= Direction =
For this exercise, repeat all of the material verbatim apart from its images.

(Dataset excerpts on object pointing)
_ _ _ _ _
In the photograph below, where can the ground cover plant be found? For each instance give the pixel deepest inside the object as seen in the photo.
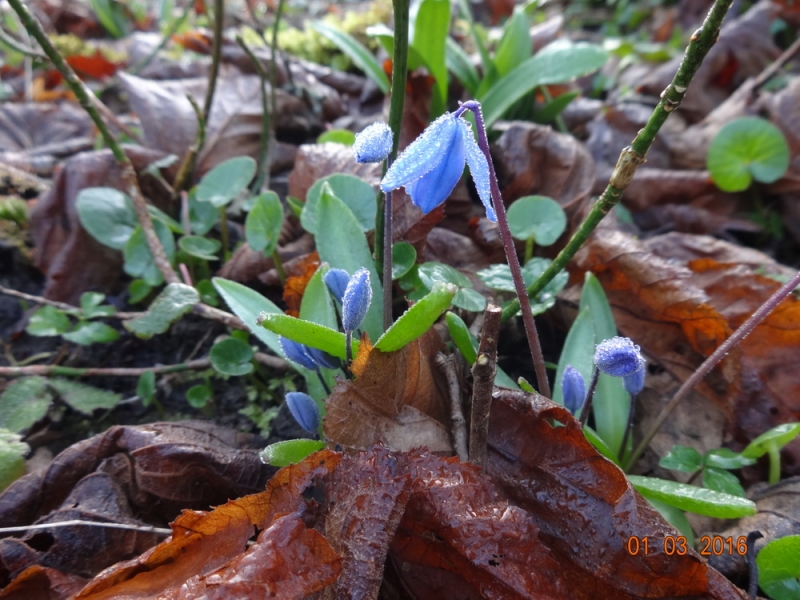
(472, 316)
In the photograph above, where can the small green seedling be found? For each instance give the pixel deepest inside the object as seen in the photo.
(746, 149)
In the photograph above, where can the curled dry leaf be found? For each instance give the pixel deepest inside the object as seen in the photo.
(397, 399)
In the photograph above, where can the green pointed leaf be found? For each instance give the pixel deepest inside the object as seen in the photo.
(226, 181)
(417, 319)
(24, 402)
(171, 304)
(745, 149)
(305, 332)
(200, 247)
(283, 454)
(231, 357)
(343, 245)
(359, 54)
(107, 214)
(693, 499)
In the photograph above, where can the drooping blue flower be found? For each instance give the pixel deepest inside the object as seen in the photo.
(573, 388)
(634, 383)
(356, 300)
(304, 410)
(618, 357)
(337, 280)
(432, 165)
(373, 144)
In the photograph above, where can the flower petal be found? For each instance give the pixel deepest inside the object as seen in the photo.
(423, 155)
(479, 168)
(433, 188)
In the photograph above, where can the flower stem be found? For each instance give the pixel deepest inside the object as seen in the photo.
(511, 253)
(634, 155)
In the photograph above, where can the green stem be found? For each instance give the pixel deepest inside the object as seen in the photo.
(383, 225)
(634, 155)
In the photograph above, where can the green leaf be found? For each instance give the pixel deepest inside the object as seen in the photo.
(722, 458)
(720, 480)
(779, 568)
(91, 332)
(350, 46)
(107, 214)
(226, 181)
(231, 357)
(357, 194)
(777, 437)
(12, 458)
(682, 458)
(146, 387)
(337, 136)
(343, 245)
(171, 304)
(431, 28)
(539, 217)
(693, 499)
(248, 304)
(138, 260)
(198, 396)
(558, 62)
(47, 321)
(283, 454)
(460, 65)
(305, 332)
(200, 247)
(404, 255)
(84, 398)
(264, 222)
(417, 319)
(515, 46)
(24, 402)
(744, 149)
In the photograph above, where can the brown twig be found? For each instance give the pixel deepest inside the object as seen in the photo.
(458, 426)
(483, 372)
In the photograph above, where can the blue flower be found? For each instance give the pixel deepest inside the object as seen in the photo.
(356, 300)
(573, 388)
(618, 357)
(432, 165)
(337, 280)
(373, 144)
(304, 410)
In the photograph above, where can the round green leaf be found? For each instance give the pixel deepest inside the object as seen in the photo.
(282, 454)
(693, 499)
(539, 217)
(264, 222)
(225, 181)
(744, 149)
(779, 568)
(108, 215)
(776, 437)
(232, 357)
(200, 247)
(356, 193)
(404, 255)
_ _ _ _ _
= Problem solution =
In the photograph below, where can the ground cover plant be found? For each instance give the pixel deepest inside the object as seen in the photo.
(472, 316)
In the photograph above, where can the small green seedling be found? For each instance give the pixel deepest inside the object as seen in the photo.
(746, 149)
In the photograph above, where can the curled dry leaf be found? For each instance give the pixel deepest inside the object as seen in the photo.
(397, 399)
In the photograph above, where can the green pointed leaf be found? For each instance give the pixel deepest inside the object as seen in the photo.
(226, 181)
(417, 319)
(24, 402)
(171, 304)
(745, 149)
(305, 332)
(200, 247)
(283, 454)
(231, 357)
(343, 245)
(359, 54)
(107, 214)
(693, 499)
In the photograph above, where can the drooping blue flower be found? For each instance give the pixel deepest inside the object as seen in the photo.
(573, 388)
(634, 383)
(356, 300)
(304, 410)
(618, 357)
(337, 280)
(432, 165)
(373, 144)
In the photograph above, where can the flower petal be found? For each instance give the pixel deepest inside the object as seen in the photo.
(423, 155)
(479, 168)
(433, 188)
In the photograph above, where can the flower stem be found? For each instance give the pixel deepest inside the object as seen in the photo.
(511, 253)
(634, 155)
In the photograph above, where can the green stem be found? For each instance give the pixel deepest inside the object as seen in the photo.
(383, 225)
(634, 155)
In the photograph above, where can the green leaf be found? For each instance give the pixel deepest inside the object as seen in the photo.
(722, 458)
(720, 480)
(779, 568)
(91, 332)
(350, 46)
(107, 214)
(226, 181)
(231, 357)
(357, 194)
(777, 437)
(12, 458)
(682, 458)
(146, 387)
(337, 136)
(343, 245)
(171, 304)
(431, 28)
(539, 217)
(693, 499)
(248, 304)
(138, 260)
(198, 396)
(558, 62)
(47, 321)
(283, 454)
(460, 65)
(305, 332)
(200, 247)
(404, 255)
(84, 398)
(264, 222)
(417, 319)
(515, 46)
(24, 402)
(744, 149)
In the photograph above, where can the brown twig be found? For each instance give the pixel deepest inside the object as seen in the photo.
(458, 426)
(483, 372)
In the photograph above, where can the blue flower be found? For each instance give the pixel deepest inside the object as seen in the photo.
(356, 300)
(573, 388)
(618, 357)
(432, 165)
(337, 280)
(373, 144)
(304, 410)
In the photograph above, where can the round green leaf be found? For each instance give the pixel deepest inside the object as seen in the photo.
(282, 454)
(693, 499)
(539, 217)
(264, 222)
(225, 181)
(744, 149)
(779, 568)
(108, 215)
(776, 437)
(232, 357)
(200, 247)
(356, 193)
(404, 255)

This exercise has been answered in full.